* _EXERCISE BRIEF_: Collect each line from the rows below that contains the word "shirt". Upper and lower case must match.

* _Data items_:
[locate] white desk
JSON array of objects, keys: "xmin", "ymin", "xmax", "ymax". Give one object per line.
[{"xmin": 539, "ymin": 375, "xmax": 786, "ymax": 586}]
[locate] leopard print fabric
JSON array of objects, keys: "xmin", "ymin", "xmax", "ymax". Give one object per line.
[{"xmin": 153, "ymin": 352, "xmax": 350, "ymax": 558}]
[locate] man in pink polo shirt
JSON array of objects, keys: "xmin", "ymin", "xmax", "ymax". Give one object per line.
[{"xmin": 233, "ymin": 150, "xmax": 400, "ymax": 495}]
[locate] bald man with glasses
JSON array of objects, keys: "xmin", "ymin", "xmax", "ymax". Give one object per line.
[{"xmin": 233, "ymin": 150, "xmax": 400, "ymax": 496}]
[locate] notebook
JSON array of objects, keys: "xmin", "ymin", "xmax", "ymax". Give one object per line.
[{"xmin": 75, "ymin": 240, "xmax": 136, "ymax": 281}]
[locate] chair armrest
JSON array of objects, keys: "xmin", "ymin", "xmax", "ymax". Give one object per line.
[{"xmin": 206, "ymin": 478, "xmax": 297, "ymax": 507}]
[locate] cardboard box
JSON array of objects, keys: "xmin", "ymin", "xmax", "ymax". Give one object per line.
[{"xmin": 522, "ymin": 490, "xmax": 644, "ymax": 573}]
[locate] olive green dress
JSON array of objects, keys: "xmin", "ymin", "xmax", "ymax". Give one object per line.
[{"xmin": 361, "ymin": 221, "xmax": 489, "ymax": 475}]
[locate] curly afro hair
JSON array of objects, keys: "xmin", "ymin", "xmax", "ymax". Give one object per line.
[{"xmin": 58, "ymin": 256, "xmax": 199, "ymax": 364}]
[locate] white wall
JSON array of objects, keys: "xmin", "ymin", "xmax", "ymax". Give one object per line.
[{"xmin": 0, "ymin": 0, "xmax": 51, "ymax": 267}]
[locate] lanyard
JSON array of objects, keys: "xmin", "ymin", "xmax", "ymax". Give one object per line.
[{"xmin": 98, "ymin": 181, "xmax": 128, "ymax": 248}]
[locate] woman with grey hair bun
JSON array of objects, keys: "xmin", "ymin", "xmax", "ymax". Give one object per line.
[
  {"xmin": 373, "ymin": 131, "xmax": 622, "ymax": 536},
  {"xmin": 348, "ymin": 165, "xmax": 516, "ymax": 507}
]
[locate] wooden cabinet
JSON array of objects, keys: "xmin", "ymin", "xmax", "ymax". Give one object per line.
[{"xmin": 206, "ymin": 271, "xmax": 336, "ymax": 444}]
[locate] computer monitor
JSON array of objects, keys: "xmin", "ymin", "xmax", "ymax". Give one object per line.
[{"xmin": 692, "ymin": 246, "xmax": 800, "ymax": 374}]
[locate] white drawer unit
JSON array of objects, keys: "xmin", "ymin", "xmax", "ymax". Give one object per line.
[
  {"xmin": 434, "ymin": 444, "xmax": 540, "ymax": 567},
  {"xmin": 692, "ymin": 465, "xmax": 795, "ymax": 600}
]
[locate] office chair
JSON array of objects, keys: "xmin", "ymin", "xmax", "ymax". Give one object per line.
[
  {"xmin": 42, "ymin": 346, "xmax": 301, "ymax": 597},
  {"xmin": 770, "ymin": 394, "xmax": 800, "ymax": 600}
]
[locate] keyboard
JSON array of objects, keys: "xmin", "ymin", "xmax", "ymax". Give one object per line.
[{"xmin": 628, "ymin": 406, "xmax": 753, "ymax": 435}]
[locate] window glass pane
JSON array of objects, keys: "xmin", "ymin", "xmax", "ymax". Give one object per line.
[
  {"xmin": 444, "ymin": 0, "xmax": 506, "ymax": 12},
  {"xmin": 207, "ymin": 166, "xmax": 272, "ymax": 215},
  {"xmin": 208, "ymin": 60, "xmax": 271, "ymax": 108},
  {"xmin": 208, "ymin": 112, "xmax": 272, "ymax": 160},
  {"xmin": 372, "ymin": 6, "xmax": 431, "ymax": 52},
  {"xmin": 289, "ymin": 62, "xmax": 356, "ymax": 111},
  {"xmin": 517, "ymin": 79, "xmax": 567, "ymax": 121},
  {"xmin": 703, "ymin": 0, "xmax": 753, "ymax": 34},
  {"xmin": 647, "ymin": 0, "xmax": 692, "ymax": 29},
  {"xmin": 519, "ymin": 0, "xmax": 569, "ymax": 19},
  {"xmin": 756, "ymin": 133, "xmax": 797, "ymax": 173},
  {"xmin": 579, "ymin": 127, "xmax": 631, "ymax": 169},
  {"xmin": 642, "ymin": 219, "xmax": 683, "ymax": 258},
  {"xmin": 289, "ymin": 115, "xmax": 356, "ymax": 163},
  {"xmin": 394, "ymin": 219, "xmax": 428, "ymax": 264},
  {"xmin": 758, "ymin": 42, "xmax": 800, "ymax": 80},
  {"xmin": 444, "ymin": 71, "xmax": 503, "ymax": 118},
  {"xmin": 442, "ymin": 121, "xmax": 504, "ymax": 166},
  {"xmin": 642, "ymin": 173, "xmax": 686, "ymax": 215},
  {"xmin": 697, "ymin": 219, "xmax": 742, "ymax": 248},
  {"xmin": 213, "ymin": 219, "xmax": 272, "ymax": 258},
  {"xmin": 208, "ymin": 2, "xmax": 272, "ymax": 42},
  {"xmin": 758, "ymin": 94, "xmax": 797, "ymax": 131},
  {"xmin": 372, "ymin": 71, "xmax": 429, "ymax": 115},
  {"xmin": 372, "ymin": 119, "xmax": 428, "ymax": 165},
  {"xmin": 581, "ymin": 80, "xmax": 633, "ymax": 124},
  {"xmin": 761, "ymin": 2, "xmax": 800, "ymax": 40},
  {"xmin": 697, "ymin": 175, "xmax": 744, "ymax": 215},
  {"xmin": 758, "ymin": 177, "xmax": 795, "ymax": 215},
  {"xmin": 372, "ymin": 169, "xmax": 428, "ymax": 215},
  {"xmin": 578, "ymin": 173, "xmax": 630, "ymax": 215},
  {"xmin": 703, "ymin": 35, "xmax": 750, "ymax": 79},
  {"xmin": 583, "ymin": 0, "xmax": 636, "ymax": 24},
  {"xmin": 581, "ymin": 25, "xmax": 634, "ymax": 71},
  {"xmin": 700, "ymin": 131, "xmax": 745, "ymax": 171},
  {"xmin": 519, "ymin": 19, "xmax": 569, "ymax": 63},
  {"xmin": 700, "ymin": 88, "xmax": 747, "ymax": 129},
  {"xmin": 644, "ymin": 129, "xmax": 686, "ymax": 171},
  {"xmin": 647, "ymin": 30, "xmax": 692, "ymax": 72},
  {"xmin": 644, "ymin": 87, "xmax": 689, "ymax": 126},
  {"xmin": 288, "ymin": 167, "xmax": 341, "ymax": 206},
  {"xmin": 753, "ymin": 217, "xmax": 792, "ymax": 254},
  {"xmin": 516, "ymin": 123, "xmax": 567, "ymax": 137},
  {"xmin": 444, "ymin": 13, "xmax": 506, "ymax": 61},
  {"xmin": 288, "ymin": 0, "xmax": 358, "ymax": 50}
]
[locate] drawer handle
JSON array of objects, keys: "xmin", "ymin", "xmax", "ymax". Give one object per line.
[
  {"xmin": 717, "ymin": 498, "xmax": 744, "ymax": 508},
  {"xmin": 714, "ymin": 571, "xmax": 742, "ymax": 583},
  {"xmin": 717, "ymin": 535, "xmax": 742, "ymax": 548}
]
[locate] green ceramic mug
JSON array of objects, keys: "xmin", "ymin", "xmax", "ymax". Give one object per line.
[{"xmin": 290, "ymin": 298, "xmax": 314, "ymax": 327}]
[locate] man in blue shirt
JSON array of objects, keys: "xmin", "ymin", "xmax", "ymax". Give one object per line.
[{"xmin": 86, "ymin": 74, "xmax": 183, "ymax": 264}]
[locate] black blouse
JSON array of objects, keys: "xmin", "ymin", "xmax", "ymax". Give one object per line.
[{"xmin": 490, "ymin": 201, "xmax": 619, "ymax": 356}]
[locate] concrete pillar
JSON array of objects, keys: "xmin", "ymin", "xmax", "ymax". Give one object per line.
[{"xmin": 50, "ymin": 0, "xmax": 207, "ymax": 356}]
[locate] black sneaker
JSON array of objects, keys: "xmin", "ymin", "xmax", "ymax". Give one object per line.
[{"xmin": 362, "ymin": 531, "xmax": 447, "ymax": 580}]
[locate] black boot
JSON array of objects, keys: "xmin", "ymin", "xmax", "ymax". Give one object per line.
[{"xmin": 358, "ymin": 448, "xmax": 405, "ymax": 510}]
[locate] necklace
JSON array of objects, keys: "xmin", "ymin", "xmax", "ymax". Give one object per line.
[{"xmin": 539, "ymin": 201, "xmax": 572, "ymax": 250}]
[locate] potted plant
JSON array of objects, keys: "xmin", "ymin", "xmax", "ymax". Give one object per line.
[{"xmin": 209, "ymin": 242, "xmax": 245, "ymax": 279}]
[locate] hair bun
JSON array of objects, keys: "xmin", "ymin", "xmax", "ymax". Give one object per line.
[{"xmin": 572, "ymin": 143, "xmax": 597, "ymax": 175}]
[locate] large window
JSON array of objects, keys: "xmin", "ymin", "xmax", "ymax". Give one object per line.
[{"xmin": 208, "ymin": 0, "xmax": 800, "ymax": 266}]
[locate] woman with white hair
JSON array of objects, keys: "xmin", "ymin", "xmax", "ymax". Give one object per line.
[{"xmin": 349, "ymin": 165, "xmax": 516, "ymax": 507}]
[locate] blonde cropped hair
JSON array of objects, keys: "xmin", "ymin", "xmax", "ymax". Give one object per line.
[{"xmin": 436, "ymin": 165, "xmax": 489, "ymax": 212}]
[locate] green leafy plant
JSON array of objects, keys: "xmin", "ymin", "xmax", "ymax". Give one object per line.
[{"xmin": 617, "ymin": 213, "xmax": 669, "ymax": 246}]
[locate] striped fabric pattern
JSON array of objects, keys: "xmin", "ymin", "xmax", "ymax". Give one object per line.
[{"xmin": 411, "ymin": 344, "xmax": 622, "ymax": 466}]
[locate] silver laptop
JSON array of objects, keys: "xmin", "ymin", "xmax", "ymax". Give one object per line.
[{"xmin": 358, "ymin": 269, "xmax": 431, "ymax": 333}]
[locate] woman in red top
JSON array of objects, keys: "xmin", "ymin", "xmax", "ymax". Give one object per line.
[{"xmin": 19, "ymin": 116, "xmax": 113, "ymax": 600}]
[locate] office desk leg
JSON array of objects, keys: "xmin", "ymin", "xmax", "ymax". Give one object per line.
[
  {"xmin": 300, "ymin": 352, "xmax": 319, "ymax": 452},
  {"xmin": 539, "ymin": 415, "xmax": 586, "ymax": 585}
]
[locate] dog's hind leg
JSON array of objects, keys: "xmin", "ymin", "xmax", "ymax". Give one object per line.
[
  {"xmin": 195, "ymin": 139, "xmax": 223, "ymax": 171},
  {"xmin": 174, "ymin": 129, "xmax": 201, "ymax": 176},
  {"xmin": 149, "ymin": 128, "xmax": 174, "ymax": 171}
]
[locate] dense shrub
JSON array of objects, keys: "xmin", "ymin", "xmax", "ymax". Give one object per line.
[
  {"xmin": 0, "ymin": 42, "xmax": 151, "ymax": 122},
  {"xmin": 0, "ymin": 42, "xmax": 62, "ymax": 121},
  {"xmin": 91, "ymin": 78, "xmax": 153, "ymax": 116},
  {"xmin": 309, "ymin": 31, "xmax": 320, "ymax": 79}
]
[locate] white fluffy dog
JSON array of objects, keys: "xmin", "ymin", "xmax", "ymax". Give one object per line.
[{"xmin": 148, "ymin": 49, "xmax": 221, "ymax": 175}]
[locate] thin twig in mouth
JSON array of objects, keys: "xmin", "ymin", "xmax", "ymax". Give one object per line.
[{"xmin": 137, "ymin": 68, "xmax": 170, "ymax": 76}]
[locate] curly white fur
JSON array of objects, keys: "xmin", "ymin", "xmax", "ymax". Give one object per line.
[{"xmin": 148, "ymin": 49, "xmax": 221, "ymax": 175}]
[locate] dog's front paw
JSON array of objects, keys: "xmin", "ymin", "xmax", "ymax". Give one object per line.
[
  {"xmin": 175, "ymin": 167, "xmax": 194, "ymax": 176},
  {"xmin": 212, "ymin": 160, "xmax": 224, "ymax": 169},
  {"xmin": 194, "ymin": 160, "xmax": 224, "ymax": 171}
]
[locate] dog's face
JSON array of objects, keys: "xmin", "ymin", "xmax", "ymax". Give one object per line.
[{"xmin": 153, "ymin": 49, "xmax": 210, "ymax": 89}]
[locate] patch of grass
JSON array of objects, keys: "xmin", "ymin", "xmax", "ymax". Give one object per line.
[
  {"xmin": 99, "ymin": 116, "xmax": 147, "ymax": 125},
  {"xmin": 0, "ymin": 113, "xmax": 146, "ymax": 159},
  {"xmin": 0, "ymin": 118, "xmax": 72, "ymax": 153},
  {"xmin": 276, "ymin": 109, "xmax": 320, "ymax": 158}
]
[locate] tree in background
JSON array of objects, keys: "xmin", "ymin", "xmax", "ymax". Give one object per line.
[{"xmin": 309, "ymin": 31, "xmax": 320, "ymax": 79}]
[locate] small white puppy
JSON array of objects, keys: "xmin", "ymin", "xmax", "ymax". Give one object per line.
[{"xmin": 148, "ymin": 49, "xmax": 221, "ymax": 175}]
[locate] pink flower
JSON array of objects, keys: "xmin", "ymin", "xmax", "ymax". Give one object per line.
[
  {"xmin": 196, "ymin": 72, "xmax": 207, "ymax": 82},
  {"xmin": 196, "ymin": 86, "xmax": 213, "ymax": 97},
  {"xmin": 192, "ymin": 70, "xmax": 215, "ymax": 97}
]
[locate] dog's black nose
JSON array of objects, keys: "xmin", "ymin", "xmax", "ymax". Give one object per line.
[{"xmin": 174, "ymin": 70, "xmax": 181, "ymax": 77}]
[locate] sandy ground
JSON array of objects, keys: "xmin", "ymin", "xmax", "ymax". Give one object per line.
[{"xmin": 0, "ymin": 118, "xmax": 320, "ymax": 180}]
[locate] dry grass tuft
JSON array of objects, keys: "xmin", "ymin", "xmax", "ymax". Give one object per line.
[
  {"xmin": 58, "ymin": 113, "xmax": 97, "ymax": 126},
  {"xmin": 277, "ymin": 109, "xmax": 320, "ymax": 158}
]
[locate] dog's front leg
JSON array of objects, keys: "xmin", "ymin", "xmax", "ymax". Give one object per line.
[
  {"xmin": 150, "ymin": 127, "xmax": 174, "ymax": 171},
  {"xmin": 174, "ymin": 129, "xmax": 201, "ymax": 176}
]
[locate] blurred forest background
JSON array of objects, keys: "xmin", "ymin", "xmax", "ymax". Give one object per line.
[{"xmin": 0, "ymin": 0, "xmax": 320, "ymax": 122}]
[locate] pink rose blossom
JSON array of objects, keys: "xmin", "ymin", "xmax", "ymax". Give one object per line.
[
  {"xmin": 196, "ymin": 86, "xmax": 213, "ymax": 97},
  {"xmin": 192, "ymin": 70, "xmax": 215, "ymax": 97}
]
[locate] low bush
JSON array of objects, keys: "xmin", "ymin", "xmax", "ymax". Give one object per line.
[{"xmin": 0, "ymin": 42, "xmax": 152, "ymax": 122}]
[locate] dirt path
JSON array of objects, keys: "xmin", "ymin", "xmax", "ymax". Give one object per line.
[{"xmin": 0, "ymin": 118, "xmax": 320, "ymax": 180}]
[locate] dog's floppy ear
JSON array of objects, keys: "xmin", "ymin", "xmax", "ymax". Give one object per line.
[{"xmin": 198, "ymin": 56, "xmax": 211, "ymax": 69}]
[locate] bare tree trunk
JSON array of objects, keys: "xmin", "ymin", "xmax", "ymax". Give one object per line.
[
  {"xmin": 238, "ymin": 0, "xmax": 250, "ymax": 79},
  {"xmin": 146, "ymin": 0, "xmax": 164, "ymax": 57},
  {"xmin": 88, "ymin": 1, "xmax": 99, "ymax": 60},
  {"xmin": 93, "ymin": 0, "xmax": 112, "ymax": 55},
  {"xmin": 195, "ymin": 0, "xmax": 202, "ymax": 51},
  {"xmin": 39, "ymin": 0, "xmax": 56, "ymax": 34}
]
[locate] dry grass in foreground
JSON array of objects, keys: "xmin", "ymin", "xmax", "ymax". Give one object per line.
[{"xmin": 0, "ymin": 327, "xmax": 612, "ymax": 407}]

* _RESULT FOR THIS EXERCISE_:
[locate] man in pink polo shirt
[locate] man in blue shirt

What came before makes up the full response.